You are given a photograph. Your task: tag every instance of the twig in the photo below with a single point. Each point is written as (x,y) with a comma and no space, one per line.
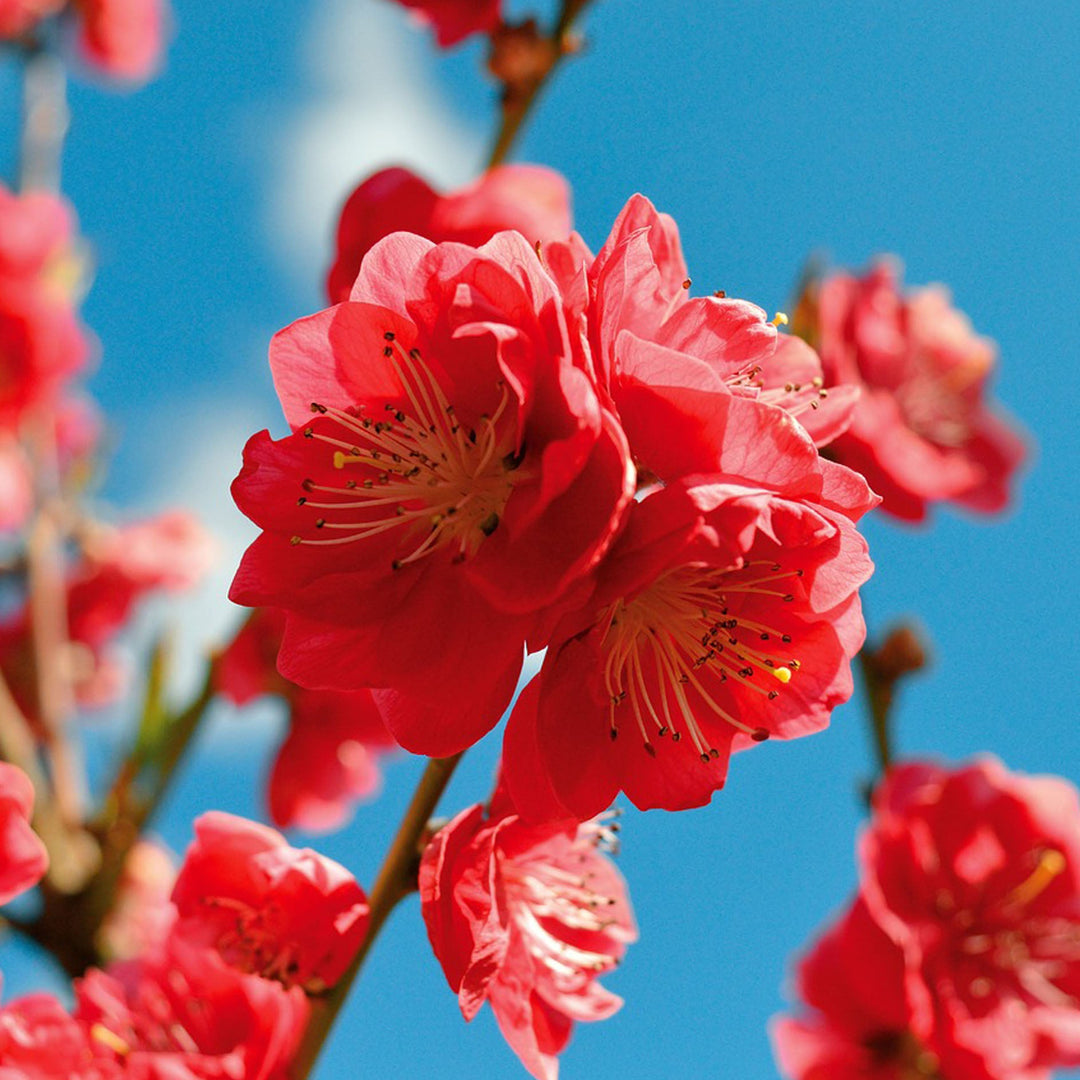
...
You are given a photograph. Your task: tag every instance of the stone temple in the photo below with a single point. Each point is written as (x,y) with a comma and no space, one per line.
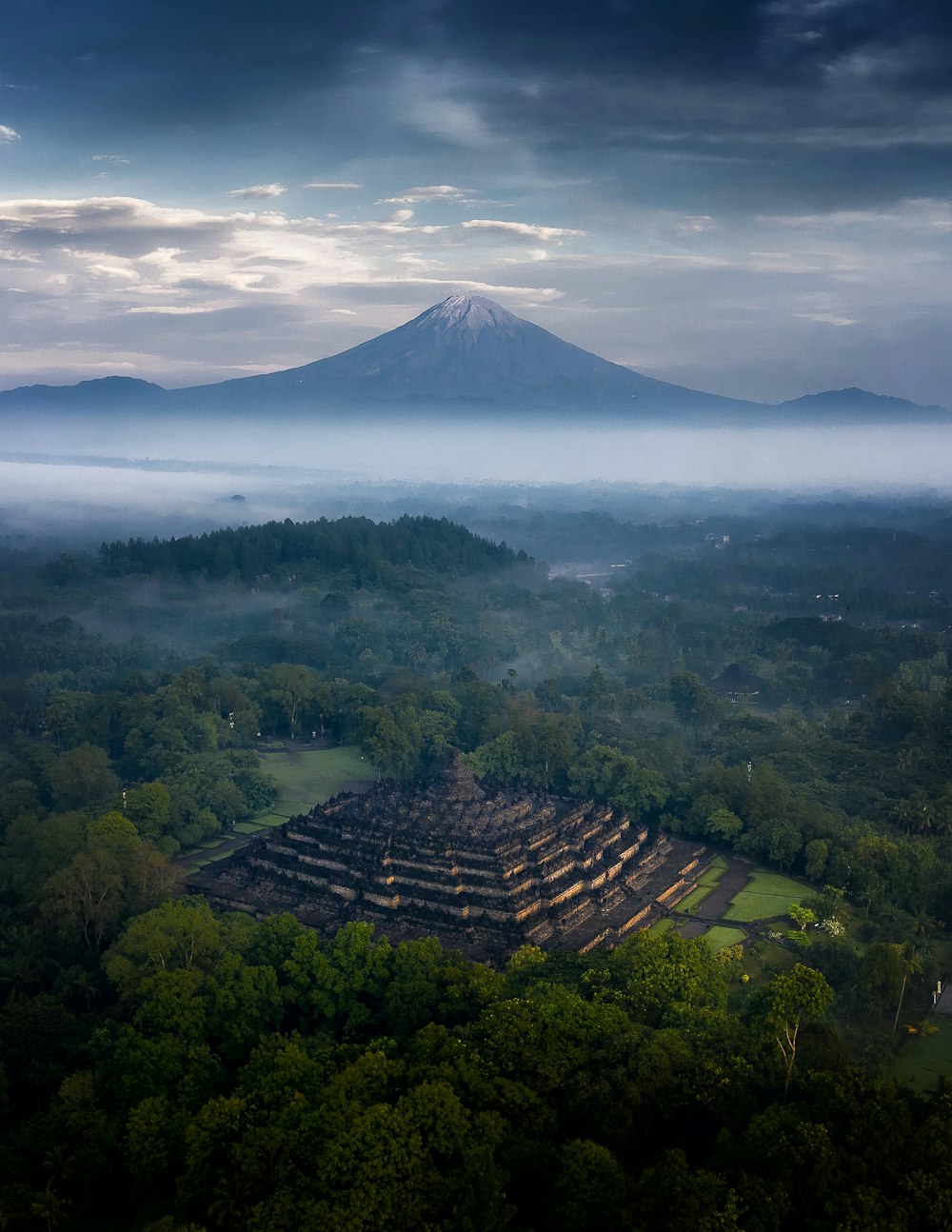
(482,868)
==
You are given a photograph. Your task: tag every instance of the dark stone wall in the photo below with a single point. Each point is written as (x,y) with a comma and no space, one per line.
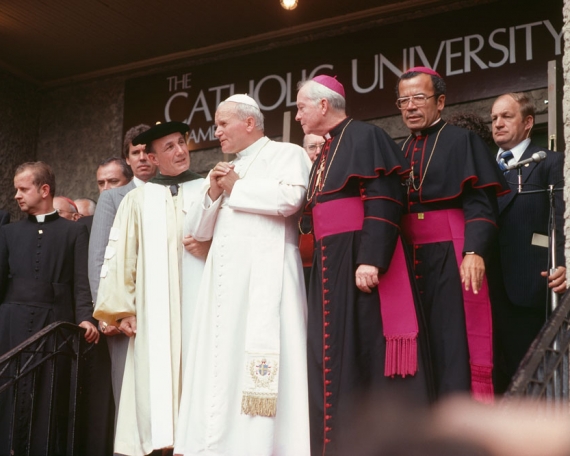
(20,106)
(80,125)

* Written instruction *
Locate every line above that contains the word "stone" and copy each of those lines in full. Case counts.

* In response *
You are given a photograph. Your task: tag every instance of the stone temple in the photo below with a single point. Each point is written as (x,y) with a comma and no space, one per line.
You are given a photograph. Your task: tag every instance of the dark stone wall in the photo below with a single point. Each point is written as (x,y) with a comma and no space, one per line.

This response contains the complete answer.